■ **TEXT UNDER STUDY**
Runtime:1 hr. 50 min.
Rated PG-13 for brief drug references, partial nudity, language and frequent crude/sexual content
Cast: Adam Sandler, Jennifer Aniston, Brooklyn Decker, Bailee Madison, Nicole Kidman
Director: Dennis Dugan
Adam Sandler has evolved from a raw, sometimes abrasive, often funny young comedian into a perfectly nice man. So nice, in fact, that I feel a tinge of guilt whenever I see a Sandler comedy I don't enjoy. He appears to be trying to display a softer side to his humor. That's all well and good, but I don't watch comedies expecting one's personal evolution of character. I just want to laugh.
I haven't laughed nearly as much in the last few Sandler comedies, and barely cracked a smile in "Just Go With It". It's a comedy that expends much more energy in attempting to find the humor in the situation than it does actually delivering it. Sandler has gone from living on the fringe of comedy to playing the straight man here, navigating a sea of borderline lunatic personalities.

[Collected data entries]
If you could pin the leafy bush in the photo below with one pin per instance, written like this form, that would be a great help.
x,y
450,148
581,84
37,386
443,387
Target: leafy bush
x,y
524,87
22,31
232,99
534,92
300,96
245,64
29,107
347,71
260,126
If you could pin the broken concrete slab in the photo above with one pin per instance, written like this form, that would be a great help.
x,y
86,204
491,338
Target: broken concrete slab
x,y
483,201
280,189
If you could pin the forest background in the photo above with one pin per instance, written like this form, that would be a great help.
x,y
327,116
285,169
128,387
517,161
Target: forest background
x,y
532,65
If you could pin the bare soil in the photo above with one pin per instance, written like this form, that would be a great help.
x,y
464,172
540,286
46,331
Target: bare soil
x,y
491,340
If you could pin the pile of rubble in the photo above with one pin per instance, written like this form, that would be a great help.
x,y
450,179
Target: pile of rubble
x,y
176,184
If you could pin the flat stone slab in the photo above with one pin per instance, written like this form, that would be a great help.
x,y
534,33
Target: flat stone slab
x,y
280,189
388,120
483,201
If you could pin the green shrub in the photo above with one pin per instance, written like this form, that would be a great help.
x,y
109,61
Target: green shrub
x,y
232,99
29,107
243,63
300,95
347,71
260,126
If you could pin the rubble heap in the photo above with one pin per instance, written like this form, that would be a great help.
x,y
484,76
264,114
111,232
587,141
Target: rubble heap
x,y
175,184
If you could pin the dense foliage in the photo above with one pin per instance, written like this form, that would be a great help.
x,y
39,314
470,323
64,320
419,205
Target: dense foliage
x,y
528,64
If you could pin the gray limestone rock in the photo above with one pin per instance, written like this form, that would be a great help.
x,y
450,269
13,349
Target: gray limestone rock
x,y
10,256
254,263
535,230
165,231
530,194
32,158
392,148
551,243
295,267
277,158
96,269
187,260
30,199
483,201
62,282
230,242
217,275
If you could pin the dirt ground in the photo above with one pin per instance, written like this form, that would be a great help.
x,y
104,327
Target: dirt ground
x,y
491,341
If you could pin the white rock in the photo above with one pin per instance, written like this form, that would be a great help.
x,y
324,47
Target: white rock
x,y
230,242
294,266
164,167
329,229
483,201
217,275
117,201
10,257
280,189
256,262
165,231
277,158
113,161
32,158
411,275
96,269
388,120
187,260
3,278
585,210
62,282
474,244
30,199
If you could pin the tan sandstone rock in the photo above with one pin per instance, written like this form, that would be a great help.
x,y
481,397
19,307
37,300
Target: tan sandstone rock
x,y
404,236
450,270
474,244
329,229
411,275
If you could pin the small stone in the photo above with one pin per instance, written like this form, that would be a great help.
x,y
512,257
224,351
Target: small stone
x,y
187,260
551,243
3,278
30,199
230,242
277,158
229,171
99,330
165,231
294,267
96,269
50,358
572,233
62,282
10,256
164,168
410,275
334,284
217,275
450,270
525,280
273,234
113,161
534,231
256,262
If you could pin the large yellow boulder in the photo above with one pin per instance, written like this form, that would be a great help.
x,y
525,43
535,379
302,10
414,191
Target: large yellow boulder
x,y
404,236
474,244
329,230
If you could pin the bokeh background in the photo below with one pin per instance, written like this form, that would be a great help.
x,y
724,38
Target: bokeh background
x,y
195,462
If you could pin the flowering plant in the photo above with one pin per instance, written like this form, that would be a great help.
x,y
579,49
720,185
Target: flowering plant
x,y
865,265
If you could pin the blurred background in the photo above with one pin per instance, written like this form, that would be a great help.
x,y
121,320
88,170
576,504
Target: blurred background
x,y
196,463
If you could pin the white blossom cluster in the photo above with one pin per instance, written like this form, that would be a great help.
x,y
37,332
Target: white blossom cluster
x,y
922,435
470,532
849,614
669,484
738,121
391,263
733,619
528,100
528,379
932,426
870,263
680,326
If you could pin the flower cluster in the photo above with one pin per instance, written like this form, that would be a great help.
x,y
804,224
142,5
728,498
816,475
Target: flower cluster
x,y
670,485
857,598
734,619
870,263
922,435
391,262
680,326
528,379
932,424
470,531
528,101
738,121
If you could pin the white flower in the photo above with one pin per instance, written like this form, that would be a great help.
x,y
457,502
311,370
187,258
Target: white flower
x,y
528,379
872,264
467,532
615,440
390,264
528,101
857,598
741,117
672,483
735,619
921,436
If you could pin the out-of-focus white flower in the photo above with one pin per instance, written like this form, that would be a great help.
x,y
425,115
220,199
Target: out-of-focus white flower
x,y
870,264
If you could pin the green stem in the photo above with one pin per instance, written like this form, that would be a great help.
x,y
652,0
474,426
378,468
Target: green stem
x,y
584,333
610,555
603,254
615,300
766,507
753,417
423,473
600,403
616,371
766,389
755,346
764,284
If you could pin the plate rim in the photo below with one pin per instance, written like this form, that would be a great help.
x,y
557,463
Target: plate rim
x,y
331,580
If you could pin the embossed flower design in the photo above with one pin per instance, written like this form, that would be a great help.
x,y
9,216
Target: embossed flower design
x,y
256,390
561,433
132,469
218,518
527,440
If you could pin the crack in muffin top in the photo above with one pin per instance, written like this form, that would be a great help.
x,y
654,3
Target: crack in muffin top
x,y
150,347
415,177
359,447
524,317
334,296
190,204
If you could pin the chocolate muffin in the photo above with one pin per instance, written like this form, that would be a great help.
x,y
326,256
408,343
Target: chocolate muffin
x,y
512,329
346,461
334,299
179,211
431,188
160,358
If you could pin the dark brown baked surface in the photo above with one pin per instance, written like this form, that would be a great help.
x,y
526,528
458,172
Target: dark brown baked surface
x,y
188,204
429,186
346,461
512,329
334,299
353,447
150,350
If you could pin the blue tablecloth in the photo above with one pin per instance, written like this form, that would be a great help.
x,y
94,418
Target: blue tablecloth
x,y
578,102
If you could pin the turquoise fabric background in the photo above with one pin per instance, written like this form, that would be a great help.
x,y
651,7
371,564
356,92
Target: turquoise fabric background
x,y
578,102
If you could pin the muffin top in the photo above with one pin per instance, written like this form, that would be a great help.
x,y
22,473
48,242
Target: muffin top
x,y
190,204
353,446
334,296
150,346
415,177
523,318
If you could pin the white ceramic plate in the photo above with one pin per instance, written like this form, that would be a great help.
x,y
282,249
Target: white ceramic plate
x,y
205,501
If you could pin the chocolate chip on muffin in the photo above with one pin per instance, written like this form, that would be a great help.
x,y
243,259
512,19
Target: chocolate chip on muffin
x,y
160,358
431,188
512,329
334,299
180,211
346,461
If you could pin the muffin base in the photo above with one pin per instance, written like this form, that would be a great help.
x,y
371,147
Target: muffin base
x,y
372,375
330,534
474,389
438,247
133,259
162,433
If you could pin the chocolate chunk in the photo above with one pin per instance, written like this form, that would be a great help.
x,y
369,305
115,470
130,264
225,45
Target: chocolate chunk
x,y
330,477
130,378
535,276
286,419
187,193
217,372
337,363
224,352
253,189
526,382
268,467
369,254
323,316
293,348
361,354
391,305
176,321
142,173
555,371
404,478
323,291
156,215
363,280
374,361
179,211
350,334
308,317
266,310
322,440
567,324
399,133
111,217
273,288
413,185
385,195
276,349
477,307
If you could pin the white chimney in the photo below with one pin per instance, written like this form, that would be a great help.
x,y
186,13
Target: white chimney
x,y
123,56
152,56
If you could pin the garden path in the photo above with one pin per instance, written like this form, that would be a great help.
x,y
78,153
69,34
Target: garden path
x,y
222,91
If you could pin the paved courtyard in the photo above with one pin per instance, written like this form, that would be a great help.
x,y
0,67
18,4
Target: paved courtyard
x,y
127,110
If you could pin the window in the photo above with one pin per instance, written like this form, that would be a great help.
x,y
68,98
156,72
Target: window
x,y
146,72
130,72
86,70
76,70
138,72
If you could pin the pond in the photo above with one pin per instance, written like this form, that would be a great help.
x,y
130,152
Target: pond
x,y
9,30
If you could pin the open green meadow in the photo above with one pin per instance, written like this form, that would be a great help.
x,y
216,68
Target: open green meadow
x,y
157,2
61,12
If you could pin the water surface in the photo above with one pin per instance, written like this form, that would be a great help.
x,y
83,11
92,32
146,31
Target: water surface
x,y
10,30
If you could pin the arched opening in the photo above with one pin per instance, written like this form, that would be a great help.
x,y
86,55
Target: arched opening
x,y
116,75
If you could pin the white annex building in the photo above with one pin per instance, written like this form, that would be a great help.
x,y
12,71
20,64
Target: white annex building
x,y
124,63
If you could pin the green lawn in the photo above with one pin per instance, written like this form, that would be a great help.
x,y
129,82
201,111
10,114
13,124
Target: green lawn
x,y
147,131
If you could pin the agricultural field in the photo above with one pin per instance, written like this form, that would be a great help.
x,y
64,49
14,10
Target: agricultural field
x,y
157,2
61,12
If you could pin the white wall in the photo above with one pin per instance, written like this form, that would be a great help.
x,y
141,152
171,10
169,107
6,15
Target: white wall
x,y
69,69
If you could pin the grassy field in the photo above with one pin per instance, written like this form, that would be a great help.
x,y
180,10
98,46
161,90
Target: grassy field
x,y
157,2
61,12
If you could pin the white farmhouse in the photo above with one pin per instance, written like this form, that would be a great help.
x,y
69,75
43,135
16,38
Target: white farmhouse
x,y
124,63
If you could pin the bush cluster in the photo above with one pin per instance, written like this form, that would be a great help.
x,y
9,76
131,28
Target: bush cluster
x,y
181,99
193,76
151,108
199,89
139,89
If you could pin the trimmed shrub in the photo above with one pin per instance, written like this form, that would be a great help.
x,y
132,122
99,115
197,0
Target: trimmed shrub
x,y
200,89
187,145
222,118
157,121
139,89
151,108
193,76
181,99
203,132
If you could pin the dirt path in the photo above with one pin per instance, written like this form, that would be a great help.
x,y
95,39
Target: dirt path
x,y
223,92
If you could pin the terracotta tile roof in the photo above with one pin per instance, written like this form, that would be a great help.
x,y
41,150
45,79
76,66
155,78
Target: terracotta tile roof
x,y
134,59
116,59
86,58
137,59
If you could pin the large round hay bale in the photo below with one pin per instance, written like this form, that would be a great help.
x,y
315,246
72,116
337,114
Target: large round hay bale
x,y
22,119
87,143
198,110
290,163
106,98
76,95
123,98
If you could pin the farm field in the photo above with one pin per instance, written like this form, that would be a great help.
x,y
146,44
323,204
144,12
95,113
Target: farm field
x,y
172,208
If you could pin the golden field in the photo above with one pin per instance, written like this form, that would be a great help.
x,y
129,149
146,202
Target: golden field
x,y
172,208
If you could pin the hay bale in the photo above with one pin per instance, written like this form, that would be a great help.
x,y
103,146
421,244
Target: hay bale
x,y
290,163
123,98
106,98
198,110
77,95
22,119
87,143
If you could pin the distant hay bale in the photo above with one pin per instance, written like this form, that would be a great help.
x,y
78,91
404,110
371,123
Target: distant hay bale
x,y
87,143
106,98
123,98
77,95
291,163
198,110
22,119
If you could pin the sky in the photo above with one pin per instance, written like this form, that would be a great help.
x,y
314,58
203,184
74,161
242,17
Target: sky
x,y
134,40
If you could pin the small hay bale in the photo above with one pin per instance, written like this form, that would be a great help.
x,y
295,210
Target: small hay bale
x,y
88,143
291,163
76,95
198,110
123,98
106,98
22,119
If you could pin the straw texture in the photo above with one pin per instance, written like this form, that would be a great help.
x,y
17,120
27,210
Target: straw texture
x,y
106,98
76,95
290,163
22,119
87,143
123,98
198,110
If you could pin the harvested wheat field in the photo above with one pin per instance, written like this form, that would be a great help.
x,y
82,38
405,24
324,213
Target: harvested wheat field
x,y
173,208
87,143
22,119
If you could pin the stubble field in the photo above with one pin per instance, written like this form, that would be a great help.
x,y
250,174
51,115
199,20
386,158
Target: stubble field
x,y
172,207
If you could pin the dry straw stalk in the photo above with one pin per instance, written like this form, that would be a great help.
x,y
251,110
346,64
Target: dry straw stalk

■ **ASSIGNED TASK 1**
From the movie review, reproduce the stretch from "Rated PG-13 for" through "want to laugh.".
■ **ASSIGNED TASK 2**
Name every cast member the movie review lists.

■ **WORKED SOLUTION 1**
Rated PG-13 for brief drug references, partial nudity, language and frequent crude/sexual content
Cast: Adam Sandler, Jennifer Aniston, Brooklyn Decker, Bailee Madison, Nicole Kidman
Director: Dennis Dugan
Adam Sandler has evolved from a raw, sometimes abrasive, often funny young comedian into a perfectly nice man. So nice, in fact, that I feel a tinge of guilt whenever I see a Sandler comedy I don't enjoy. He appears to be trying to display a softer side to his humor. That's all well and good, but I don't watch comedies expecting one's personal evolution of character. I just want to laugh.

■ **WORKED SOLUTION 2**
Adam Sandler, Jennifer Aniston, Brooklyn Decker, Bailee Madison, Nicole Kidman